→ **Given exercise**:
Rewrite the items below, from the line containing "Exercise. Mark the rhino's ear" through the line containing "(1030, 139)", as a two-column CSV with the headers instruction and points: one row per item, each value in a single quoted field with line breaks replaced by spaces. Omit the pictures.

>> begin Record excerpts

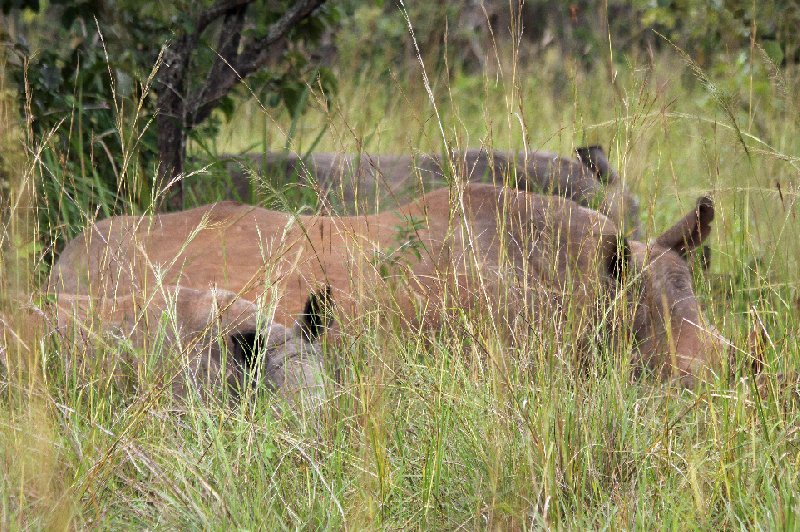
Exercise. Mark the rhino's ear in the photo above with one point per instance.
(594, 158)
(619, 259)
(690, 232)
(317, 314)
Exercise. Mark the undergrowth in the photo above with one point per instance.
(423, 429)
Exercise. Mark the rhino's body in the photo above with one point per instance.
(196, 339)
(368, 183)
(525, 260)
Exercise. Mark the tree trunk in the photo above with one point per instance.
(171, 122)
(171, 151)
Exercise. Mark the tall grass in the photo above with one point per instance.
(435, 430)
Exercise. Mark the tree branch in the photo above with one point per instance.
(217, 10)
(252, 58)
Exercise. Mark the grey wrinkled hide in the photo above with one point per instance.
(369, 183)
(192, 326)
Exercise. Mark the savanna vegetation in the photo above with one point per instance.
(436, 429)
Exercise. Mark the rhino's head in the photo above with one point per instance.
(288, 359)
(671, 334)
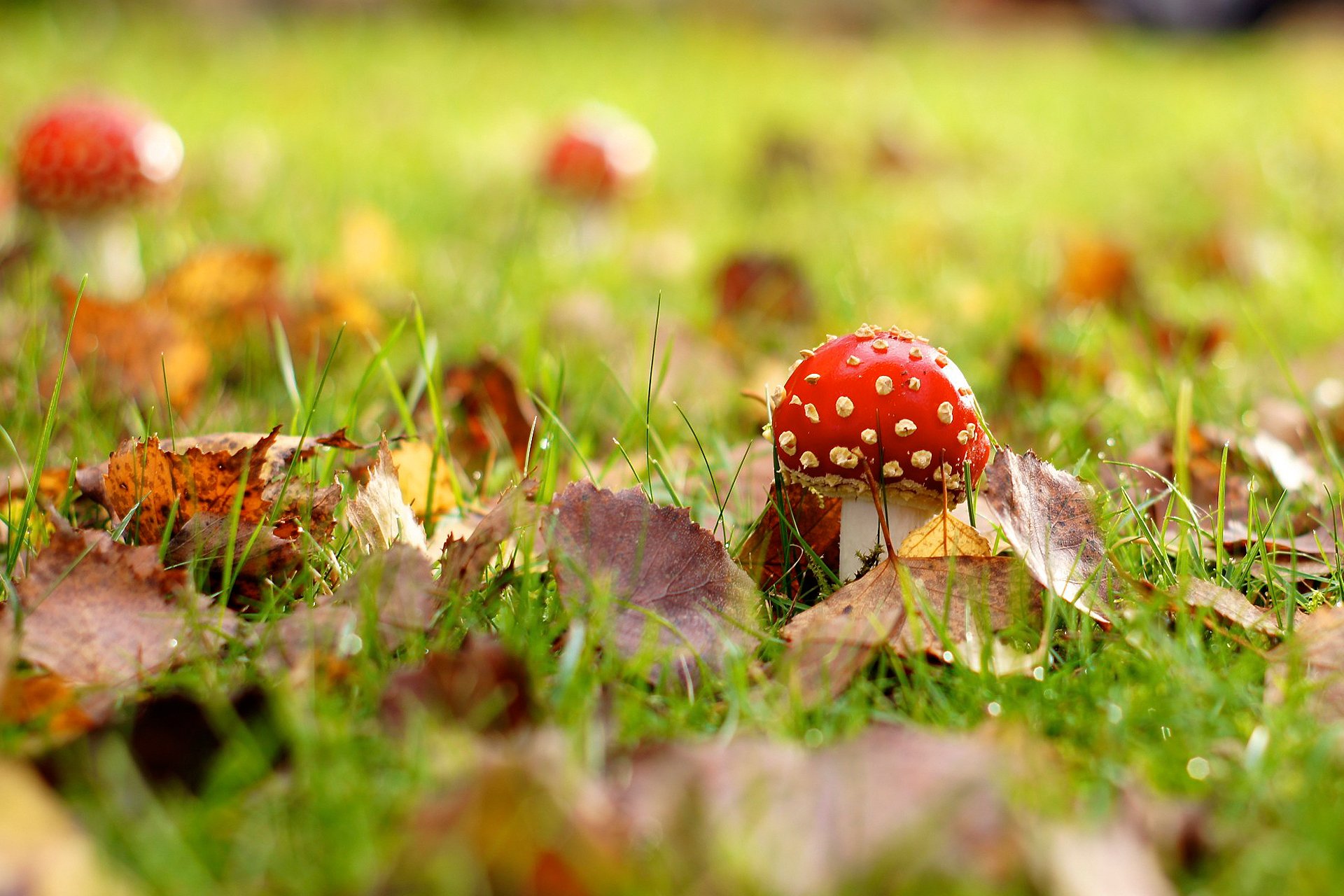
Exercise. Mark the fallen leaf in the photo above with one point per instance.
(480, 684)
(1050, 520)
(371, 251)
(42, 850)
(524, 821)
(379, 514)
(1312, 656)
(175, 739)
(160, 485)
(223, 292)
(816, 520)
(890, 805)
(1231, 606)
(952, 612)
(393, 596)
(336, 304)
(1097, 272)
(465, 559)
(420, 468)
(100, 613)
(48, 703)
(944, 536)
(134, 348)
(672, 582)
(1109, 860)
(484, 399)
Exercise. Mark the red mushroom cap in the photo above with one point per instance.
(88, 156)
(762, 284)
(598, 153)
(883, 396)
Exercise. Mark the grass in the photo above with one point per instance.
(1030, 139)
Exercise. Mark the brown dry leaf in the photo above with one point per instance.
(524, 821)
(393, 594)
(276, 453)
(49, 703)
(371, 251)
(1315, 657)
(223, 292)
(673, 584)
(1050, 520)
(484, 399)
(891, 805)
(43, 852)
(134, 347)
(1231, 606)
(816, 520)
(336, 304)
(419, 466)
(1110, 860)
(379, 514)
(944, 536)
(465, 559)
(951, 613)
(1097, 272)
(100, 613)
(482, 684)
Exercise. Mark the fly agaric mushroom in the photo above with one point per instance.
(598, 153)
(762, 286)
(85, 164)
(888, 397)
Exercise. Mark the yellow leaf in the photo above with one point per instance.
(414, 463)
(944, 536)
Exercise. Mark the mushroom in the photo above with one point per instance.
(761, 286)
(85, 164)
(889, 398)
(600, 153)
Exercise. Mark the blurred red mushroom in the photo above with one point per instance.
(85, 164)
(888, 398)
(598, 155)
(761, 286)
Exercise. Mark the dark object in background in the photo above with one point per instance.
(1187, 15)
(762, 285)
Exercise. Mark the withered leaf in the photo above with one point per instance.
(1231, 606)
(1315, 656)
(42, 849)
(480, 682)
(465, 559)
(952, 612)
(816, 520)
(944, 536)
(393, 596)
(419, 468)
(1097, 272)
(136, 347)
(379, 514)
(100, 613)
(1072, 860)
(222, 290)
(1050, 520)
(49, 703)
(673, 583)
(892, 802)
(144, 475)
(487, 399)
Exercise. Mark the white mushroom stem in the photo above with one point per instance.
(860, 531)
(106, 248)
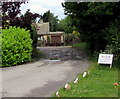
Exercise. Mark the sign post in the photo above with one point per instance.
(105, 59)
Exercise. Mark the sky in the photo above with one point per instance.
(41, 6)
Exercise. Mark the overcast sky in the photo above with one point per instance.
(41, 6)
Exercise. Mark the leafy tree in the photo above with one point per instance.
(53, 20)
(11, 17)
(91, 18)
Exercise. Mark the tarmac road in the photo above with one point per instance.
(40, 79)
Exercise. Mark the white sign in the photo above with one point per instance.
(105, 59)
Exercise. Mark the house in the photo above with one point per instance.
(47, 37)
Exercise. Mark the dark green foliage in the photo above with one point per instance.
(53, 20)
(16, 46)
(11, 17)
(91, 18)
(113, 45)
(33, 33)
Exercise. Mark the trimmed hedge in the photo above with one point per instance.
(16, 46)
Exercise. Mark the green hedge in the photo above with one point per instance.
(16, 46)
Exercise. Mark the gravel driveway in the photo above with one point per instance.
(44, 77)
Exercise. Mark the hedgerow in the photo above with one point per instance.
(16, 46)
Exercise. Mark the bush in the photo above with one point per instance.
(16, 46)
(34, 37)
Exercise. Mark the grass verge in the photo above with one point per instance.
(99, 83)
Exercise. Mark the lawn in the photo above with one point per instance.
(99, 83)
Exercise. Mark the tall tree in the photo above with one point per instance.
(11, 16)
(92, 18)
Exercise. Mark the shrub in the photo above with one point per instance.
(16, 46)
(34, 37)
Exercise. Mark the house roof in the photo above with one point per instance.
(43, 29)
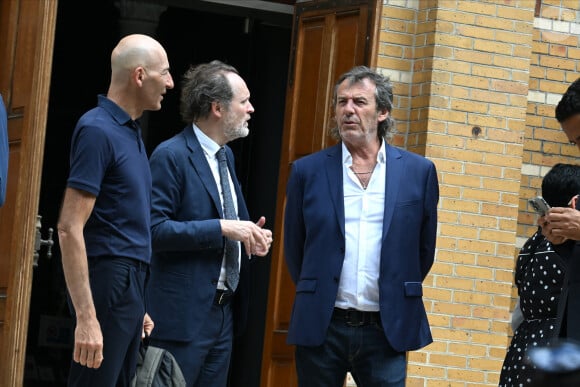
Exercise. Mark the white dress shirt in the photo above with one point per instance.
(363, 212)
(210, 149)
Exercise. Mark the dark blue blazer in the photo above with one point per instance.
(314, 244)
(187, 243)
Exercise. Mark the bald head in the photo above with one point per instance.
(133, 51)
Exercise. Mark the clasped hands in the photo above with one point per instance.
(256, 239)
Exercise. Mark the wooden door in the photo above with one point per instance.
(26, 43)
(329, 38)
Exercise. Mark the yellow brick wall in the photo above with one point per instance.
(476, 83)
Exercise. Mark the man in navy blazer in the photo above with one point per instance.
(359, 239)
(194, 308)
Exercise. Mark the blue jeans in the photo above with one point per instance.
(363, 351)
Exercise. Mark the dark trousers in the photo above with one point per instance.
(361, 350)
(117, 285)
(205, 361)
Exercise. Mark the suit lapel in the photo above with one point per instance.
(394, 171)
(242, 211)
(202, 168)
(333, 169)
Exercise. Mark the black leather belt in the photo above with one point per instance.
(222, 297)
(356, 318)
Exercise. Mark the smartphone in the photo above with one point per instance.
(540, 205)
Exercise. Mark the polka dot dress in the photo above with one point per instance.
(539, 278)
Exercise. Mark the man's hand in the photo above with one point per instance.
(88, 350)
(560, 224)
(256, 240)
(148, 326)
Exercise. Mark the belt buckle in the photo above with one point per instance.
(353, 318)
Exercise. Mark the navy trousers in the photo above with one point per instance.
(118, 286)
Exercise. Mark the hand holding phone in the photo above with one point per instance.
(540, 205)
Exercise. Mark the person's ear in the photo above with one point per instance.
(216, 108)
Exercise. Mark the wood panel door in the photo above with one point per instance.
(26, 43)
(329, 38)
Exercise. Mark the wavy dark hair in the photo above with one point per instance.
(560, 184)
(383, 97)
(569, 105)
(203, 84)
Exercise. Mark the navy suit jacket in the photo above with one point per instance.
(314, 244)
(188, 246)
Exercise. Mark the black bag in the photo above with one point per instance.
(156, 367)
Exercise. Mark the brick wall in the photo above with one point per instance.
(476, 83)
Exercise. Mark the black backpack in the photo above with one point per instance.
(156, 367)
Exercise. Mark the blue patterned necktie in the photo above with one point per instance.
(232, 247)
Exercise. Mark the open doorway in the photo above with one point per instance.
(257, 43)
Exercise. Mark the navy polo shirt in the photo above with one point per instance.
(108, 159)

>> end Record excerpts
>> begin Record excerpts

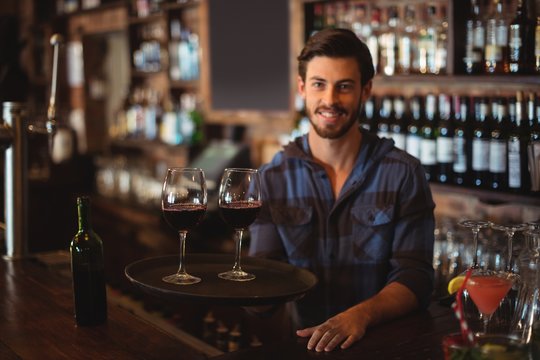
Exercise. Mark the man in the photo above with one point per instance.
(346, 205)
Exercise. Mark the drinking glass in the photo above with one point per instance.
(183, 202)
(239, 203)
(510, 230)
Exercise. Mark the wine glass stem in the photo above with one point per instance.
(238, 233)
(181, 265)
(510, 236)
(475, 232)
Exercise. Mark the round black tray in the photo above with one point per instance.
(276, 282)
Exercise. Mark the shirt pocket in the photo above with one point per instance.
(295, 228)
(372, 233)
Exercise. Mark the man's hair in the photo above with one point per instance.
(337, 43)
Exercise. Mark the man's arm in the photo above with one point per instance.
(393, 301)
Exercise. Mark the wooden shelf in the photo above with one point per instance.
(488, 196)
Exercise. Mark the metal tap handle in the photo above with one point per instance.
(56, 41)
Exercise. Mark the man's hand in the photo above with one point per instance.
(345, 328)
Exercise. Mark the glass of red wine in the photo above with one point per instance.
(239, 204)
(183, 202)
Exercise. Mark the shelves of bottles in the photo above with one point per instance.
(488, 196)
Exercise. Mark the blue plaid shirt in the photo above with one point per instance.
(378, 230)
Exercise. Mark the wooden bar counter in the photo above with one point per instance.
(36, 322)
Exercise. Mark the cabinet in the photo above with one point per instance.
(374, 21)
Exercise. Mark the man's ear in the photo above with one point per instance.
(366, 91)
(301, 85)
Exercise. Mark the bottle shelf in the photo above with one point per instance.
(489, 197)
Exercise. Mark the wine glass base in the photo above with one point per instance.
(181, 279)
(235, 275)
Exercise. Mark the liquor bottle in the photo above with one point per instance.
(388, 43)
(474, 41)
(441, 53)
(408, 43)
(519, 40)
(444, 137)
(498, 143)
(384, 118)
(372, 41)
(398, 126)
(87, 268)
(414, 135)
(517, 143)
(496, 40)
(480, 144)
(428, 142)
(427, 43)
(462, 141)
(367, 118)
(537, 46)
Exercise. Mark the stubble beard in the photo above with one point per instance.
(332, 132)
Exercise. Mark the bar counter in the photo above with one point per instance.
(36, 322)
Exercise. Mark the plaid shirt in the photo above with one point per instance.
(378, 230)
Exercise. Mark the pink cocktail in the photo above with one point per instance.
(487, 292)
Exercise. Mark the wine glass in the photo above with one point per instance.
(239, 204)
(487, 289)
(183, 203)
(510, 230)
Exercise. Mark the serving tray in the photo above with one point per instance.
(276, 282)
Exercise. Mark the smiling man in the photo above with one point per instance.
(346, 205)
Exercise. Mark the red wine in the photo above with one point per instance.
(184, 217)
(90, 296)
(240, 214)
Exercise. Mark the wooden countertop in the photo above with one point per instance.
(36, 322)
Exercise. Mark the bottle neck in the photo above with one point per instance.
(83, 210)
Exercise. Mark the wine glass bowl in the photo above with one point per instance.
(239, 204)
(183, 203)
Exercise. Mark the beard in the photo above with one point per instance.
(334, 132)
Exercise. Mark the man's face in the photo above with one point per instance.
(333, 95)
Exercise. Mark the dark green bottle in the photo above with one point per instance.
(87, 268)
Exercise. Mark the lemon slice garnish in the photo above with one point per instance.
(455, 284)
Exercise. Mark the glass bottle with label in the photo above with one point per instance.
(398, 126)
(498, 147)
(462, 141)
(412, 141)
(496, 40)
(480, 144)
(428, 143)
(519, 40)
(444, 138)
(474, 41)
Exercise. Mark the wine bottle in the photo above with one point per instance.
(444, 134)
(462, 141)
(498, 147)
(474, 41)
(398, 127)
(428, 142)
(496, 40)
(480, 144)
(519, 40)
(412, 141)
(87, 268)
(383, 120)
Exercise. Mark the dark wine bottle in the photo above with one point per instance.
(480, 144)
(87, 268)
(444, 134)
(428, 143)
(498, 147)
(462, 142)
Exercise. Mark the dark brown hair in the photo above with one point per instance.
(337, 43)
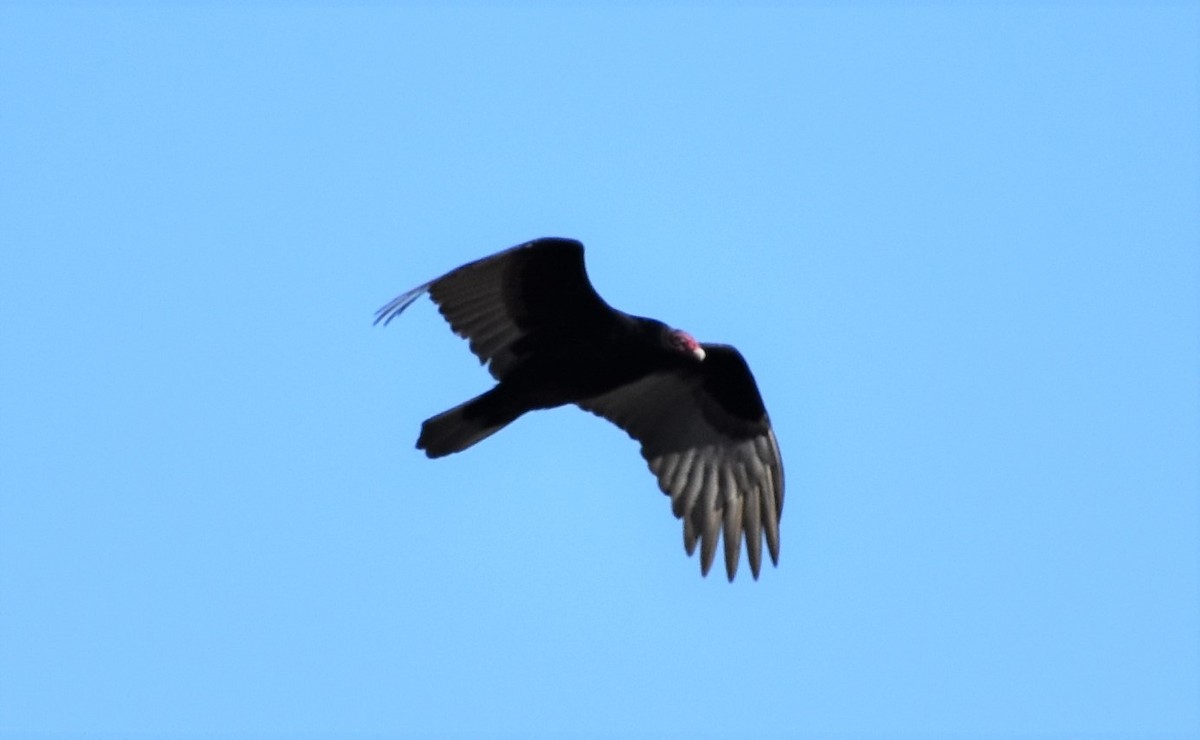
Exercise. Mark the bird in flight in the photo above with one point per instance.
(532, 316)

>> end Record excerpts

→ **Result below**:
instruction,points
"Exercise. Mark the rhino's ear in the photo above with one point per instance.","(594, 158) (619, 259) (690, 232) (317, 314)"
"Exercise. Mark the undergrowth in the photo above with one point per instance.","(423, 429)"
"Exercise. Mark the rhino's body in the photo above with one point per instance.","(196, 339) (368, 183) (525, 260)"
"Exercise. Mark the tree trunk in the photo above with one point per instance.","(171, 122) (171, 151)"
"Exercise. Mark the tall grass in the photo above with one point per instance.","(435, 430)"
"Exercise. Mark the tree branch in the photo above with one point per instance.","(217, 10) (252, 58)"
"Exercise. Mark the grey wrinkled hide in the photo above with one point per instance.","(369, 183) (192, 326)"
"Exercise. Mark the savanna vegetation in the photo above with one point per instance.","(436, 429)"
"Exercise. Mark the rhino's head in the photo above with one point per instance.","(288, 359) (671, 334)"
"Exercise. Mark the fallen leaf in the photo above with one point per instance.","(480, 684) (1050, 520) (371, 251) (42, 850) (524, 821) (379, 514) (1312, 656) (175, 739) (160, 485) (223, 292) (816, 520) (890, 805) (1231, 606) (952, 612) (393, 596) (336, 304) (1097, 272) (465, 559) (420, 468) (100, 613) (48, 703) (944, 536) (134, 348) (672, 582) (1109, 860) (484, 399)"
"Exercise. Mark the red mushroom cap in the photo above with one point per instance.","(88, 156) (762, 284) (598, 153) (883, 396)"
"Exercise. Mark the grass in the photo above with one point per instance.","(1030, 139)"